### Texto fornecido
No confronto das forças políticas vitoriosas no Congresso Nacional e a eleição de Fernando Henrique Cardoso, aprovou-se a Lei nº 9.394/96 cuja tônica não foi mais a de preparação para o trabalho e sim para a vida, ressaltando uma falsa dicotomia só explicável pelo estigma escravocrata de nossa sociedade. Sob esse ideário, preparar para a vida significaria desenvolver nas pessoas competências genéricas e flexíveis, de modo que elas pudessem se adaptar facilmente às incertezas do mundo

contemporâneo. (CIAVATTA, RAMOS, 2011, p. 30).

 

O trajeto tortuoso, configurado pelas diversas forças políticas, tomou forma na LDB de 1996. Resolver a questão da dualidade no Ensino Médio por meio da proposta dos educadores referente à LDB de 1996 não era compatível com a ideologia, nem mesmo com as políticas de ajuste dos anos 1990, que foram, dessa forma, combatidas e rejeitadas. As decisões foram tomadas pelo alto, mediante medidas provisórias, decretos ou por leis conquistadas no parlamento, consolidando a troca de favores, historicamente presente no Brasil. O projeto original substituído passou por transformações adequadas aos interesses do governo, impondo sua política de ajuste pontuada na educação com manutenção da dualidade educacional. (LOPES, BORTOLOTO, ALMEIDA, 2016, p. 562),

 

A lei aprovada abandonou a principal característica do primeiro projeto no que dizia respeito ao ensino médio, pois não enfatizou a instituição do trabalho como princípio educativo e orientador de todo o currículo. A nova LDB, embora indique que a formação profissional de qualidade só se faz mediante uma sólida educação geral, contém suficientes ambigüidades para permitir que legislação complementar instituísse novamente estruturas paralelas de ensino. Ou seja, deixou espaço para que o decreto do governo federal n. 2.208, de 1997, determinasse que a formação técnica, organizada em módulos, fosse oferecida separadamente do ensino médio regular. (ZIBAS, 2005, p. 1071).

### O que fazer
- A) Diga se cada afirmação concorda com o texto sobre a LDB de 1996: (i) a Lei nº 9.394/96 teve como tônica a preparação para o trabalho; (ii) as decisões foram tomadas por meio de medidas provisórias, decretos ou leis conquistadas no parlamento; (iii) o decreto n. 2.208, de 1997, determinou que a formação técnica fosse oferecida junto com o ensino médio regular. Responda sim ou não a cada uma e cite literalmente as palavras do texto que decidem.
- B) Dê continuidade ao texto sobre a LDB de 1996, escrevendo o trecho que viria logo depois do ponto em que ele termina.
Os dados não têm nenhum papel nesta parte.

Trechos do conjunto de dados sobre indicação de objetos:
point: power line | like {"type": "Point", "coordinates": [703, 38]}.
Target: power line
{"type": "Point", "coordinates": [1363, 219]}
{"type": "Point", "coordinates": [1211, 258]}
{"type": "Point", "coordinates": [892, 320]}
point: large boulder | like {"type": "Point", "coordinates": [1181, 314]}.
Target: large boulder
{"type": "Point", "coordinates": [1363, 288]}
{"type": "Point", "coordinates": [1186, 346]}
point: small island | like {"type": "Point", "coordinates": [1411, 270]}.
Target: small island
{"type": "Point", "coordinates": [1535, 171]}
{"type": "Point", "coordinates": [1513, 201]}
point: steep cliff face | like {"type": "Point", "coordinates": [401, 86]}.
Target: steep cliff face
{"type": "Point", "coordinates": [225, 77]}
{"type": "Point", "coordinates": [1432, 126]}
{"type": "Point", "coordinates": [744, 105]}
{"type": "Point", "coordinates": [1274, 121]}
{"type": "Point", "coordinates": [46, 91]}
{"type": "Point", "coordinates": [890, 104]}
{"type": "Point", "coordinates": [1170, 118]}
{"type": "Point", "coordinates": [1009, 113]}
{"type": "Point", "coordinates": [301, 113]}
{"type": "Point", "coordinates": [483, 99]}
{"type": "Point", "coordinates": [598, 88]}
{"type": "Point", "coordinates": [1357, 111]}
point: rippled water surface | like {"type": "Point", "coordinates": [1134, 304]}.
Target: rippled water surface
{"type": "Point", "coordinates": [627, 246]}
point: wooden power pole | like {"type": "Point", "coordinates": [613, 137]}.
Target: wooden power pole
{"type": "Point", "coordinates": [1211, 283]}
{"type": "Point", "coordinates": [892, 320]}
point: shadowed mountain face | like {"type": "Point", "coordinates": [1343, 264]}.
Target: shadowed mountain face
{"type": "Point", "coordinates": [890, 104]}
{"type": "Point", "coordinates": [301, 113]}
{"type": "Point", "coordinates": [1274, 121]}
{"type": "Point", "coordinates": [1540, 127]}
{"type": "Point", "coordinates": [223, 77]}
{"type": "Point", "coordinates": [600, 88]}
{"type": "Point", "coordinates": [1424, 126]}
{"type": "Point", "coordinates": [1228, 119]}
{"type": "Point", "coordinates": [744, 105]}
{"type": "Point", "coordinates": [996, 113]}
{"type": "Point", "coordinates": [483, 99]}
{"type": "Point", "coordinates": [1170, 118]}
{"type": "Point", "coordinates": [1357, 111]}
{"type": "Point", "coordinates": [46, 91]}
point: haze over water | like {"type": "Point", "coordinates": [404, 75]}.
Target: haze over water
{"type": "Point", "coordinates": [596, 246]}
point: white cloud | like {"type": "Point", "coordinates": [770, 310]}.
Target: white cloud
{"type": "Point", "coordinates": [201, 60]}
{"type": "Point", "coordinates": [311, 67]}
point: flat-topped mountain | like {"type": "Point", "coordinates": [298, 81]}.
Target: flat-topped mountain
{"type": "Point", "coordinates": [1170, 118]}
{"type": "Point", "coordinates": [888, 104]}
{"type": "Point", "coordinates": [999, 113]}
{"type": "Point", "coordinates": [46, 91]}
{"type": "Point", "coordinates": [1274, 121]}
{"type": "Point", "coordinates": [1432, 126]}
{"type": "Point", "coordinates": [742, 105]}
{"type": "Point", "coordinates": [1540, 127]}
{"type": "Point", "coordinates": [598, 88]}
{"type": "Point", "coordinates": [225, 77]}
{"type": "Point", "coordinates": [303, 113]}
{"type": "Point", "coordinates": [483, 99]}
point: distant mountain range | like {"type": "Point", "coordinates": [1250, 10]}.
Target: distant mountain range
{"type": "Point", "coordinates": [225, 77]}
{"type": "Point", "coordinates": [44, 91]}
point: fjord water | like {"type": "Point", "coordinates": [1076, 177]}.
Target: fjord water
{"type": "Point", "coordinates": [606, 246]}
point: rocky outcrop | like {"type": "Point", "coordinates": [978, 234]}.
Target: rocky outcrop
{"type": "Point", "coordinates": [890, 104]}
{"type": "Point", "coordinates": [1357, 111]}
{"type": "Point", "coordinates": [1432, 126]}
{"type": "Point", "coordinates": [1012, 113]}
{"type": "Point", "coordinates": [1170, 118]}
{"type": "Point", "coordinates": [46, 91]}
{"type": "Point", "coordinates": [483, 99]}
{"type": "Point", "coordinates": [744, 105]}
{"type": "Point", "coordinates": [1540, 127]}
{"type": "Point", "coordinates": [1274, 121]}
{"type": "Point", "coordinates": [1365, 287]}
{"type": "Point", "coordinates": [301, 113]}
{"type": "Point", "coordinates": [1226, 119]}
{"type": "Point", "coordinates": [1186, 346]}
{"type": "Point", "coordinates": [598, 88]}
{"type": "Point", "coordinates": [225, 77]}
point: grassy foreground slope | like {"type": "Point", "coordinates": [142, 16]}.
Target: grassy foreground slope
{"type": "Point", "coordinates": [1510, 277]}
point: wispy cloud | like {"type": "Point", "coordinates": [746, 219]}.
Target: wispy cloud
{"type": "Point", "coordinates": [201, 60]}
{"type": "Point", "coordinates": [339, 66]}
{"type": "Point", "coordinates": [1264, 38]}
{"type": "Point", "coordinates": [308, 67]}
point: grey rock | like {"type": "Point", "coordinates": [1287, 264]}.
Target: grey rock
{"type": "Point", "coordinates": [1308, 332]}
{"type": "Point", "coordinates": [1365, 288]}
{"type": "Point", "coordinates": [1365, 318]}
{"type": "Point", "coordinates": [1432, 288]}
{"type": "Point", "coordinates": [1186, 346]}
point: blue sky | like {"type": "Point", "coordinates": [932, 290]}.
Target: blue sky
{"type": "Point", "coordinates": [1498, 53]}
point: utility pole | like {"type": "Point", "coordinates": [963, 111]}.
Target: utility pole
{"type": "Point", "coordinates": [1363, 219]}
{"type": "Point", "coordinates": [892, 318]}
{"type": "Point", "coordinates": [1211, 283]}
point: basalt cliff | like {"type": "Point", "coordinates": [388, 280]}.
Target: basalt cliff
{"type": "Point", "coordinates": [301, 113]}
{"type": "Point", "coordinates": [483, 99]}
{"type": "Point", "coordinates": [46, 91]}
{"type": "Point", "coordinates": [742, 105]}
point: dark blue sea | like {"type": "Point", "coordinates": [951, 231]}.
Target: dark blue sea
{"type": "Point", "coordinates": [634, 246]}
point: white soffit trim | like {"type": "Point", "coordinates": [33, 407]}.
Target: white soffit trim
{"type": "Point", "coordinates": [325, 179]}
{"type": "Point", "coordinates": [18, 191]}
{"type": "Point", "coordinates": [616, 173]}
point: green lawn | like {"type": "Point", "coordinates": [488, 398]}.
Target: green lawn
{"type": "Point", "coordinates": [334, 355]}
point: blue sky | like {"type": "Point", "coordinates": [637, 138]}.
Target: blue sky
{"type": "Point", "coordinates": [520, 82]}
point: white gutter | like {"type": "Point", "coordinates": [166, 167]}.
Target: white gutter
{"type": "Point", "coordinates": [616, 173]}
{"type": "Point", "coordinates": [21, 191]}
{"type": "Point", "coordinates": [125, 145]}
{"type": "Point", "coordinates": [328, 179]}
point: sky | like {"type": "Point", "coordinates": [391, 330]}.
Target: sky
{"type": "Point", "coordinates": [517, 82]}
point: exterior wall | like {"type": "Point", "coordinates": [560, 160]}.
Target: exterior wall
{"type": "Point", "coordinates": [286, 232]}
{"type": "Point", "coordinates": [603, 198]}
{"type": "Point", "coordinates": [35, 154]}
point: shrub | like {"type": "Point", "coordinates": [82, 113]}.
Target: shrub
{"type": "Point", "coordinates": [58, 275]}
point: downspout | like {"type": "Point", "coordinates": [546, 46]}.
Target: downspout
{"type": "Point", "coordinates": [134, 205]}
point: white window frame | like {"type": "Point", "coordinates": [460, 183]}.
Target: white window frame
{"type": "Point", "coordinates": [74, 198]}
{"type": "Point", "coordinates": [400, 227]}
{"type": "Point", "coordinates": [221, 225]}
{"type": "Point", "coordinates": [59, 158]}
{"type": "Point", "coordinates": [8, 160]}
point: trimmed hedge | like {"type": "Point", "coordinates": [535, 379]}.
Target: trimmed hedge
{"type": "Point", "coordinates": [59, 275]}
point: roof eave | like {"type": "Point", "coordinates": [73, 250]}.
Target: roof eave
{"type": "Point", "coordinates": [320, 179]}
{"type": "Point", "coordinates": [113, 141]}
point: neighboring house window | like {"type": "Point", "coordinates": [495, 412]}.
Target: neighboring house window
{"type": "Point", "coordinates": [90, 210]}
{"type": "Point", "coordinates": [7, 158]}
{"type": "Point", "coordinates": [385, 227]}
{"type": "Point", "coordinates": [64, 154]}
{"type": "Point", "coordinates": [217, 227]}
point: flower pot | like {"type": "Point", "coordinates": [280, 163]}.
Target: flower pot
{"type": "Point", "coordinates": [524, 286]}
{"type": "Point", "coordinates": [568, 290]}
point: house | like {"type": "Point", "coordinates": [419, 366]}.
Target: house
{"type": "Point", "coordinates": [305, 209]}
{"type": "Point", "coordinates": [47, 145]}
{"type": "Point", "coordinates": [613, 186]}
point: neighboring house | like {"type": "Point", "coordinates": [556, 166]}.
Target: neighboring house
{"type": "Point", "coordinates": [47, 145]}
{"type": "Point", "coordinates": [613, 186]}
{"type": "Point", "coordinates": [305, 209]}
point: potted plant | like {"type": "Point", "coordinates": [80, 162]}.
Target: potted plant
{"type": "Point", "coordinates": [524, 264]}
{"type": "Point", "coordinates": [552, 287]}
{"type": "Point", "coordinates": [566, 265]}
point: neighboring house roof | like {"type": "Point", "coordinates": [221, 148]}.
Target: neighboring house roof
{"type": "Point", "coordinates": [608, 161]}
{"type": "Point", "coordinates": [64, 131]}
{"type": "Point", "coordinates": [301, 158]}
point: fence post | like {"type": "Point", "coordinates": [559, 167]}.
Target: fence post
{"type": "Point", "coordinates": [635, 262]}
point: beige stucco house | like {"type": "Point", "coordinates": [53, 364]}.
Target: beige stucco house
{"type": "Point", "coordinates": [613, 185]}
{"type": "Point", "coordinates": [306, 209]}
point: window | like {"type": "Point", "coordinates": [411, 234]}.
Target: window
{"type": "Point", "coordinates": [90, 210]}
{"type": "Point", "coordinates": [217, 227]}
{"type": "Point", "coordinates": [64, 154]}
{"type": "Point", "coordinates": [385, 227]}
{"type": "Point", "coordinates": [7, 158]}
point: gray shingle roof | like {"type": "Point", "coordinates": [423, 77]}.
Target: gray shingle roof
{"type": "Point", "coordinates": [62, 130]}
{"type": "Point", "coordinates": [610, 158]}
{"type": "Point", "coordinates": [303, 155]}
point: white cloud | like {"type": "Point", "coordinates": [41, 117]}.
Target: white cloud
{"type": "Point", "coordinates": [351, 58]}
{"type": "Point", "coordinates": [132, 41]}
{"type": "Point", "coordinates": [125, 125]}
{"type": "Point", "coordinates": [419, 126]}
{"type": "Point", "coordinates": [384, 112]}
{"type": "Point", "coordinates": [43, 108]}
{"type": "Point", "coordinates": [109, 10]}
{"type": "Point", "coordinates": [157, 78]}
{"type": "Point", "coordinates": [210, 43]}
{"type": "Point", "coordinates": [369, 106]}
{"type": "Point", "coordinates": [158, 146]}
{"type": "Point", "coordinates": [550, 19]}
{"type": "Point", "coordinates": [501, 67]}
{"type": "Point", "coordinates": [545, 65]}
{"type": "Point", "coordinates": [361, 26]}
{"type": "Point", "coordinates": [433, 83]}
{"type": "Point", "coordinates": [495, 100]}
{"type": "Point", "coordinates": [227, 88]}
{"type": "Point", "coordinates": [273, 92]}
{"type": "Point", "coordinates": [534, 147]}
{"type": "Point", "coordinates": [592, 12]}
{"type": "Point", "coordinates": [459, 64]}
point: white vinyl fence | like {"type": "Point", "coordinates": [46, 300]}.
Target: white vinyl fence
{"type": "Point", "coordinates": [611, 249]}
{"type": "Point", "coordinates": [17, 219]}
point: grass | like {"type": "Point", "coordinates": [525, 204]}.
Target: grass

### Respostas
- A)
(i) Não: "cuja tônica não foi mais a de preparação para o trabalho e sim para a vida".
(ii) Sim: "As decisões foram tomadas pelo alto, mediante medidas provisórias, decretos ou por leis conquistadas no parlamento".
(iii) Não: "fosse oferecida separadamente do ensino médio regular".

- B)
 

Além do ensino regular, a LDBEN/96 estabeleceu a educação profissional e designou sua integração/articulação com as demais modalidades e níveis de ensino, assim posto no artigo 39: “A educação profissional e tecnológica, no cumprimento dos obje­tivos da educação nacional, integra-se aos diferentes níveis e modalidades de educação e às dimensões do trabalho, da ciência e da tecnologia.” (BRASIL, 1996). Na ausência de definições mais precisas, no contexto das políticas educacionais para o ensino médio, conforme Krawczyk (2009, p. 15-16), esse dispositivo foi interpretado de formas distintas e resultou em sucessivas reformas cujas organizações curriculares chegaram a ser opostas; a autora faz referência ao Decreto nº 2.208/1997, que separou ensino médio e ensino profissionalizante, e o Decreto nº 5.154/2004, que propôs a integração curricular de ambos.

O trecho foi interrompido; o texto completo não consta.